### Assignment
Return all of the material, keeping each line exactly as it is.
::::::
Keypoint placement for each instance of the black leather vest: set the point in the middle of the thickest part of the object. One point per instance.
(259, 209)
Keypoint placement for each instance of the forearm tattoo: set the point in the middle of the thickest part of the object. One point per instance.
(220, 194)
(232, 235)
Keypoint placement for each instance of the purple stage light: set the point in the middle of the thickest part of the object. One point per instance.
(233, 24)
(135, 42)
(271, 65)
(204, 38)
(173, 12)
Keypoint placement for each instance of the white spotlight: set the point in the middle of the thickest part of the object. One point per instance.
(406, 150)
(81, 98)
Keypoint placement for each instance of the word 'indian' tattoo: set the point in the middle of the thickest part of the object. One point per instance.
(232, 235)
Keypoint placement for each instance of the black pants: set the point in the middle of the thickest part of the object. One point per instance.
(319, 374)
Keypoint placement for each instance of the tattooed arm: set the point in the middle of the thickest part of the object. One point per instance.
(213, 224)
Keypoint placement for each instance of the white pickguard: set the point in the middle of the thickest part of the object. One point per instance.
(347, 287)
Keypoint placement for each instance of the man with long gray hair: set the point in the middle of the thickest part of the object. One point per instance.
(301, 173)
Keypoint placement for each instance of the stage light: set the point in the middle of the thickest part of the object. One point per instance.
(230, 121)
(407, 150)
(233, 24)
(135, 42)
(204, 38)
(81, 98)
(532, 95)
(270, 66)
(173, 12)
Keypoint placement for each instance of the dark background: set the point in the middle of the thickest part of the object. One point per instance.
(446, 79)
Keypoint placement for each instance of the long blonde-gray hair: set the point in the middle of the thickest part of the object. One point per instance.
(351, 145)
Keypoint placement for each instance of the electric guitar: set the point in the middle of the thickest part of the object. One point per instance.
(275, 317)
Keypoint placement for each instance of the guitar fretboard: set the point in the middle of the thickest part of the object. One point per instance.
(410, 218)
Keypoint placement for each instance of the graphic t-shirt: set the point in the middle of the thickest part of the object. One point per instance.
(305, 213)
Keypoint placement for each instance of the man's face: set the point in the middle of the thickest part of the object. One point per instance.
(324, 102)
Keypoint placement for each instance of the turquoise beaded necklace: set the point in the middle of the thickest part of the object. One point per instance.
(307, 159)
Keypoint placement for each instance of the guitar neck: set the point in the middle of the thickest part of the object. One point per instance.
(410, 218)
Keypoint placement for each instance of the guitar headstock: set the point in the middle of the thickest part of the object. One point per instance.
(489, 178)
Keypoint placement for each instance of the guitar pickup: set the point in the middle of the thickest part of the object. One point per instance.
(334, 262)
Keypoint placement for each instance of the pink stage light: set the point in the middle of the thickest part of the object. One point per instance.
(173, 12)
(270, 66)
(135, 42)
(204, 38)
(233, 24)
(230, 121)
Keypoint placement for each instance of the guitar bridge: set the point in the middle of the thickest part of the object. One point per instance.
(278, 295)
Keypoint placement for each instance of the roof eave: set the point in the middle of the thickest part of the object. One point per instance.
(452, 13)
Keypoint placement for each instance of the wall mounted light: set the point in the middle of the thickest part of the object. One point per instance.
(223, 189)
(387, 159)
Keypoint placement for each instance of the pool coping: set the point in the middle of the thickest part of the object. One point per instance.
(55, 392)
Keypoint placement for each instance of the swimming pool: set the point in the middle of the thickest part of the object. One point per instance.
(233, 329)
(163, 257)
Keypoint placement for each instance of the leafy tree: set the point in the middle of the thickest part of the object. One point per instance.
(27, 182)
::::::
### Task response
Keypoint placement for each instance of the black leather vest: set the point in the middle of the thickest part of the object. One point per instance.
(259, 209)
Keypoint placement for each instance of the forearm tattoo: set the point in the middle of the thickest part of the object. One point per instance.
(220, 194)
(232, 235)
Keypoint placement for each instance of the purple stage light: set the point in the middle of the thickest part of the object. One point per instance.
(233, 24)
(135, 42)
(271, 65)
(204, 38)
(173, 12)
Keypoint placement for each instance of the white spotlight: set the point in the middle of the thickest part of the object. One point per instance.
(406, 150)
(81, 98)
Keypoint placement for each instance of the word 'indian' tattoo: set the point in the middle of the thickest part of the object. One point per instance.
(232, 235)
Keypoint placement for each instance of the black pants: set the point in the middle of the thickest part of the object. One point per instance.
(319, 374)
Keypoint placement for each instance of the tattooed arm: set the point in the middle of the thickest part of the object. One point per instance.
(213, 224)
Keypoint placement for each instance of the white pickguard: set the point in the middle of the thickest part of the object. One point per instance.
(347, 287)
Keypoint placement for each instance of the man with long gray hair: set the point in the middle of the thickest part of the object. One point per instance.
(301, 173)
Keypoint placement for each instance of the stage light: set the point in the middle of the thickest part of the object. One point per instance.
(230, 121)
(407, 150)
(233, 24)
(135, 42)
(204, 38)
(81, 98)
(532, 95)
(270, 66)
(173, 12)
Keypoint placement for each instance of the dark background: set the point in the middle of the thickest part of the object. One point per instance.
(446, 79)
Keypoint placement for each instance of the long blonde-gray hair: set the point in the middle of the thickest part of the object. One point per instance.
(351, 145)
Keypoint placement for each instance of the electric guitar: set the point in the middle of the thickest part of the object. One point per instance.
(275, 317)
Keypoint placement for each instance of the guitar fretboard: set the point in the middle of the thickest part of the object. One point per instance.
(410, 218)
Keypoint placement for each instance of the graphic t-shirt: set the point in the middle of the thickest part of the object. One point per instance.
(305, 213)
Keypoint placement for each instance of the man's face: set the point in the middle of the thickest part of the object. One point per instance.
(324, 102)
Keypoint placement for each instance of the turquoise beaded necklace: set the point in the middle of the thickest part of the object. One point per instance.
(307, 159)
Keypoint placement for each instance of the guitar neck: set the point in the middle of the thickest part of the object. One point per instance.
(410, 218)
Keypoint placement for each instance of the guitar headstock: set the point in the middle of the thickest part of the object. One point per instance.
(489, 178)
Keypoint placement for each instance of the guitar pickup: set the point in the middle of the thickest part of the object. One point per instance.
(334, 262)
Keypoint placement for each instance of the pink stage light: set the point in the middle of the thickest part of the object. One point per instance.
(173, 12)
(270, 66)
(135, 42)
(204, 38)
(233, 24)
(230, 121)
Keypoint placement for each instance of the guitar bridge: set the point in the middle of the thickest part of the object. One point per instance.
(278, 295)
Keypoint placement for each instance of the roof eave: set the point in the middle of the thickest part of the object. One point per instance.
(452, 13)
Keypoint placement for each instance of the wall mounted light: set the point in the middle of the thickest part of the object. One point per instance.
(223, 189)
(387, 159)
Keypoint placement for each instance of the pool coping: set the point in the middle of the thickest part of the object. One point per instance.
(55, 392)
Keypoint placement for each instance of the swimming pool: set the point in the middle of the thickest part of the object. One point per instance.
(233, 329)
(163, 257)
Keypoint placement for each instance of the leafy tree: set the point in the middle of the thickest part of the object. One point per instance.
(27, 182)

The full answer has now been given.